>> BEGIN EXERCISE MATERIAL
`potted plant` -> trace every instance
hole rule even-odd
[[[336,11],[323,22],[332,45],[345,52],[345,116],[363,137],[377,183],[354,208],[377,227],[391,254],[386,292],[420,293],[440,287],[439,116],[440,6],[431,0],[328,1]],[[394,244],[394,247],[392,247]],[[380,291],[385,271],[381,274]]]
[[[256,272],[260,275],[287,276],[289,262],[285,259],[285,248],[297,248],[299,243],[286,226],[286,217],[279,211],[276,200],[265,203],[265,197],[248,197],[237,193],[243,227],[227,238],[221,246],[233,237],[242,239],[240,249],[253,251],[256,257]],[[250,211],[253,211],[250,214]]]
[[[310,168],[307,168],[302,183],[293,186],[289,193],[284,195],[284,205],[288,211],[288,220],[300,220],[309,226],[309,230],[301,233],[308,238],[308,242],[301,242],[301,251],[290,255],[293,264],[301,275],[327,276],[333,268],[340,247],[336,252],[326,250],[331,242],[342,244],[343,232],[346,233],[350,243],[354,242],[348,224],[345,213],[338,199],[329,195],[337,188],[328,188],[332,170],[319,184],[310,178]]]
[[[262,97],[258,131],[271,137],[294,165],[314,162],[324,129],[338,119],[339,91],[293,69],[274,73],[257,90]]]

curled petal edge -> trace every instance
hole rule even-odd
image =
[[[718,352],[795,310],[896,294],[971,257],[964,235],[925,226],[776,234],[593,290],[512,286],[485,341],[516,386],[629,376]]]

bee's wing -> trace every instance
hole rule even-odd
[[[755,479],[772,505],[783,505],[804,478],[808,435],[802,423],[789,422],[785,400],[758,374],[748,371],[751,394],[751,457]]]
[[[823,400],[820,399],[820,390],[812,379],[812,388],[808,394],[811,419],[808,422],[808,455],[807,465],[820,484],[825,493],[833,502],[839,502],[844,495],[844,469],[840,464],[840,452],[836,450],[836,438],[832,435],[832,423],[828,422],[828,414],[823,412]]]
>> END EXERCISE MATERIAL
> [SHORT PROBLEM]:
Pick out all lines in the records that contain the string "every" and copy each one.

> [PROBLEM SOLUTION]:
`potted plant` -> trace every instance
curled petal edge -> trace every instance
bee's wing -> trace every instance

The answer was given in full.